Stored data
-.-.-
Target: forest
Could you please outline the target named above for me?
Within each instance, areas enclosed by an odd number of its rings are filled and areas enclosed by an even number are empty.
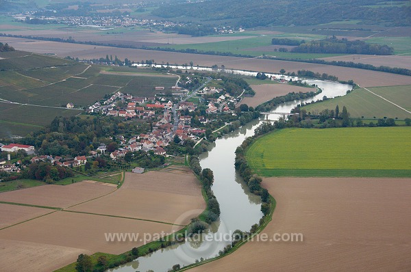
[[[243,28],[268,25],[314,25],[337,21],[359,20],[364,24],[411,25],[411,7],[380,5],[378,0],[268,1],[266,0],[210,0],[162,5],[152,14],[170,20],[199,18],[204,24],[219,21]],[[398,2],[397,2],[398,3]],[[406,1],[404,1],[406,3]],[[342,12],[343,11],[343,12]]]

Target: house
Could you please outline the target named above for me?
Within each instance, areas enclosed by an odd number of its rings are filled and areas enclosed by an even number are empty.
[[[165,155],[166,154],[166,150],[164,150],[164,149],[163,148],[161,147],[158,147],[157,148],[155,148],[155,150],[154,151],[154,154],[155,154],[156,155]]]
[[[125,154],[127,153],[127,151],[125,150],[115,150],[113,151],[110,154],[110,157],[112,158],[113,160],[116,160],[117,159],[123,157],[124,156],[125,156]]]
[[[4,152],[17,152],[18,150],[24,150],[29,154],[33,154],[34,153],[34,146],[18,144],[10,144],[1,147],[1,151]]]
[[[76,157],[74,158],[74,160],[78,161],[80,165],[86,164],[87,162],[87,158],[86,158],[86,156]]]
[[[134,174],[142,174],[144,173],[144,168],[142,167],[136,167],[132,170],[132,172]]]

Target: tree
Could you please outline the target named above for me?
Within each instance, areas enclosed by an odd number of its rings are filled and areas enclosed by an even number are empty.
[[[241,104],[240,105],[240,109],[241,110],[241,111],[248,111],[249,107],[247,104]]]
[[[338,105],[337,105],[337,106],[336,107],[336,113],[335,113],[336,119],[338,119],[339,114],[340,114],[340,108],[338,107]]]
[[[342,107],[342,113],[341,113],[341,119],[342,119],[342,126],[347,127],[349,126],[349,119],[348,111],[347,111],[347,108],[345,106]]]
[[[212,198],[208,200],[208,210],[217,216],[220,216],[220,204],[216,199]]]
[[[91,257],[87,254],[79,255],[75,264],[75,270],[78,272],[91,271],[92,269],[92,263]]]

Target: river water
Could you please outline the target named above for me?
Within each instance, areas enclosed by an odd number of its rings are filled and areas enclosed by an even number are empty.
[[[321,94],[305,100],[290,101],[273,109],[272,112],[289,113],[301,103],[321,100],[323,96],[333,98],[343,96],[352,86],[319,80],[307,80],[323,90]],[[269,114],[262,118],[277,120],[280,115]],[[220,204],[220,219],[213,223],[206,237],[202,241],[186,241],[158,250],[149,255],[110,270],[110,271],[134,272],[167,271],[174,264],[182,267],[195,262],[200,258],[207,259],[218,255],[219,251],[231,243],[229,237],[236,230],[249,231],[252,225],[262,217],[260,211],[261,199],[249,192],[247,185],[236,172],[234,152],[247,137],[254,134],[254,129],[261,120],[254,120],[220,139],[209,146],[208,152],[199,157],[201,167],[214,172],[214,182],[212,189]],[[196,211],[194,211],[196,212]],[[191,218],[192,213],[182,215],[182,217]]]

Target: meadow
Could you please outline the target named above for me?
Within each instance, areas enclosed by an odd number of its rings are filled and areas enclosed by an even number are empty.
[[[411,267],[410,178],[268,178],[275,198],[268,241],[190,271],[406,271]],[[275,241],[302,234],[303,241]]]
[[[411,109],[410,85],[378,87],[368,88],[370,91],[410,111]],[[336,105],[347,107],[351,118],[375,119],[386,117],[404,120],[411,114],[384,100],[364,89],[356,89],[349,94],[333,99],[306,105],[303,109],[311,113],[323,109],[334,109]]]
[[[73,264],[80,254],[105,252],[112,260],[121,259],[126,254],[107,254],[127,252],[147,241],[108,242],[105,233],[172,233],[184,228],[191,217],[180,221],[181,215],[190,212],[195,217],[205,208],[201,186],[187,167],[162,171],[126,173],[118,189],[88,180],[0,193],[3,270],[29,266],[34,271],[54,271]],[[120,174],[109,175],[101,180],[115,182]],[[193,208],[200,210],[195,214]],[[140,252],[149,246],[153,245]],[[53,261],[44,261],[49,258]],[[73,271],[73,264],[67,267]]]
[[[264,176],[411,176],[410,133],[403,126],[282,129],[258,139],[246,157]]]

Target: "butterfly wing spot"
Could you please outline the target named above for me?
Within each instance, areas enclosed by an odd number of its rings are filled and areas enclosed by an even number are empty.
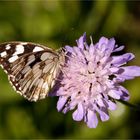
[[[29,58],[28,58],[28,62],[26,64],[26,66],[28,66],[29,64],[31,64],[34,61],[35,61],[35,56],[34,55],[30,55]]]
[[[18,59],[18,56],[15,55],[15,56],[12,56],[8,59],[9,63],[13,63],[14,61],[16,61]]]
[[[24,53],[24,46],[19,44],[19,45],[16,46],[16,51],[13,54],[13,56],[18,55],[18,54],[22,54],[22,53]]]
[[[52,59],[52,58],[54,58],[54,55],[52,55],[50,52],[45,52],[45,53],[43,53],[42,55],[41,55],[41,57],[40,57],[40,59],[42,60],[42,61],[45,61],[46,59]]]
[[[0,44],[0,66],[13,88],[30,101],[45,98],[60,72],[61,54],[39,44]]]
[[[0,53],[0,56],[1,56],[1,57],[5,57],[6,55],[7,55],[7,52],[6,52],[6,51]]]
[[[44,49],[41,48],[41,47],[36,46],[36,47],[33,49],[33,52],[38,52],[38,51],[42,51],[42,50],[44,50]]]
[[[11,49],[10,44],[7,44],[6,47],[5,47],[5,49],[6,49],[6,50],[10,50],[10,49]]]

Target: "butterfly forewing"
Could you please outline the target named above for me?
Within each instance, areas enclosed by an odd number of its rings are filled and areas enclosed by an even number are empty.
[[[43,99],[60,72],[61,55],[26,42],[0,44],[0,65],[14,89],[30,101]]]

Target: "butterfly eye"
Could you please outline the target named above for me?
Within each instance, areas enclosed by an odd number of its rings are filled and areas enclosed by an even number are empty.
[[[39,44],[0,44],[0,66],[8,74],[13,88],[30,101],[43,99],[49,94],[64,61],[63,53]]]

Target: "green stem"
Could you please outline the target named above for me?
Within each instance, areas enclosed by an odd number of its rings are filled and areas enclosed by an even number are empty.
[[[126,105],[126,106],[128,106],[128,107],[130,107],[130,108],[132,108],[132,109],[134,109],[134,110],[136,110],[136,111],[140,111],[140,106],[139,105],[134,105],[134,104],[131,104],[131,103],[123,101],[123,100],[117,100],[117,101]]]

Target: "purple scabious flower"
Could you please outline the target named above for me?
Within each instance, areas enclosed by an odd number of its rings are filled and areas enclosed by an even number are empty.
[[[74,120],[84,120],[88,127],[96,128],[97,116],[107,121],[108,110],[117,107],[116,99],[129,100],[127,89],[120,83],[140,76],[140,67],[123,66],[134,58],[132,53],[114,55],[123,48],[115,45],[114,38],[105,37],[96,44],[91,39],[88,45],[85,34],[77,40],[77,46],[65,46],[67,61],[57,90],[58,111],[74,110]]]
-.-.-
Identify every line in the listing above that contains the string "butterfly", and copy each one. Match case exactly.

Result of the task:
Target: "butterfly wing spot"
Target: "butterfly forewing"
Target: "butterfly eye"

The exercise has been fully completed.